The type genus of the family is Saurosphargis, named by Friedrich von Huene in 1936 based on a single specimen collected from the lower Anisian Lower Muschelkalk of Gogolin, Poland -- a section of 12 incomplete back vertebrae with ribs. The generic name of Saurosphargis is derived from Greek sauros, "lizard," and sphargis, the old genus name for the leatherback turtle, in reference to the dorsal osteoderm "body armor" and broadened ribs forming a closed chest rib basket, traits that are seemingly transitional between turtles and other reptiles. However, due to the only known specimen' destruction during World War II, many authors considered Saurosphargis to be a nomen dubium. Nevertheless, even based on surviving descriptions alone, many differences were noted even from its closest known relative at the time, Eusaurosphargis dalsassoi from the Anisian-Ladinian boundary of the southern Alps. Various hypotheses existed for the affinities of these species, and together with Helveticosaurus, they were originally thought to be placodonts, but later studies suggested relatedness to other sauropterygians and / or ichthyopterygians.

It wasn't until nearly a century after the discovery of Saurosphargis, that other specimens closely related to it were found in China. In 2011, Li et al. described and named three of these specimens, Sinosaurosphargis yunguiensis, referring to this species being the Chinese version of Saurosphargis. The specimens of Sinosaurosphargis were collected from Member II of the Guanling Formation, dating to the Pelsonian (mid-late Anisian). Based on very detailed descriptions and figures of Saurosphargis in Huene (1936), and based on comparisons with the well-preserved Sinosauropshargis, Li et al. (2011) resurrected Saurosphargis volzi as a valid species, and erected the family Saurosphargidae to contain the two. Furthermore, they reported the discovery of material referable to Saurosphargis from the Lower Muschelkalk of Winterswijk, the Netherlands, that is under preparation. Saurosphargis and Sinosaurosphargis were included in a phylogenetic analysis, and were recovered in a monophyletic Saurosphargidae which was found to be the sister taxon of Thalattosauriformes. Sauropterygia was recovered as the sister taxon of their combined group, with a clade formed by Eusaurosphargis and Helveticosaurus in a position basal to it.

[Point-per-instance localization data]

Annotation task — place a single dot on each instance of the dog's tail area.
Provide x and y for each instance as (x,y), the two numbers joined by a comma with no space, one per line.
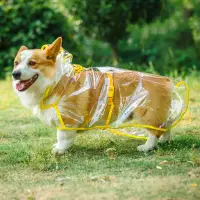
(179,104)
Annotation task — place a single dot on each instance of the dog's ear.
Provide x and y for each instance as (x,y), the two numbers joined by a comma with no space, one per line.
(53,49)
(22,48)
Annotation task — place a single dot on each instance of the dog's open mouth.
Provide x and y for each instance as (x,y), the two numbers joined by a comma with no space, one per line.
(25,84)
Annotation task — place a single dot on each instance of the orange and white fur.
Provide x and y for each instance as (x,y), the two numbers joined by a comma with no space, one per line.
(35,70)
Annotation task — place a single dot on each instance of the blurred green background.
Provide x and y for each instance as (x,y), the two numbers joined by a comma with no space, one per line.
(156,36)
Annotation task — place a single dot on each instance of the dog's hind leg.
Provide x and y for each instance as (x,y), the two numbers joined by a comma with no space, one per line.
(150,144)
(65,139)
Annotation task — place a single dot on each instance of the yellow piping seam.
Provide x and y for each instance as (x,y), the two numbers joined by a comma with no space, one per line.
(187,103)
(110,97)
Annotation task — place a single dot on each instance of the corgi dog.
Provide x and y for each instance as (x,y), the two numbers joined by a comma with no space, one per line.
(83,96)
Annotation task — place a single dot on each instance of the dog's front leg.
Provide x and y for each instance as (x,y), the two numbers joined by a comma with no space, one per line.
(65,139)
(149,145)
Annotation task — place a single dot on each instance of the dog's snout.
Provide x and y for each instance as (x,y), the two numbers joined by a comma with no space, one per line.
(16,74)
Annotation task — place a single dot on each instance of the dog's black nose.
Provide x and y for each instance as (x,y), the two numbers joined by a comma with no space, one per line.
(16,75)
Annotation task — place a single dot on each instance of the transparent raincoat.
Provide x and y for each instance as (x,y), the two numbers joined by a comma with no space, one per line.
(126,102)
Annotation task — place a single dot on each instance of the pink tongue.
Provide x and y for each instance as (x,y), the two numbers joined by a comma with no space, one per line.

> **YOUR OBJECTIVE**
Answer these questions using the passage on Saurosphargidae:
(a) From which rock unit and locality did the single specimen of Saurosphargis come?
(b) What happened to that specimen during World War II?
(c) In the phylogenetic analysis, which group was found to be the sister taxon of Saurosphargidae?

> **THE ANSWER**
(a) It came from the lower Anisian Lower Muschelkalk of Gogolin, Poland.
(b) It was destroyed.
(c) Thalattosauriformes was found to be the sister taxon.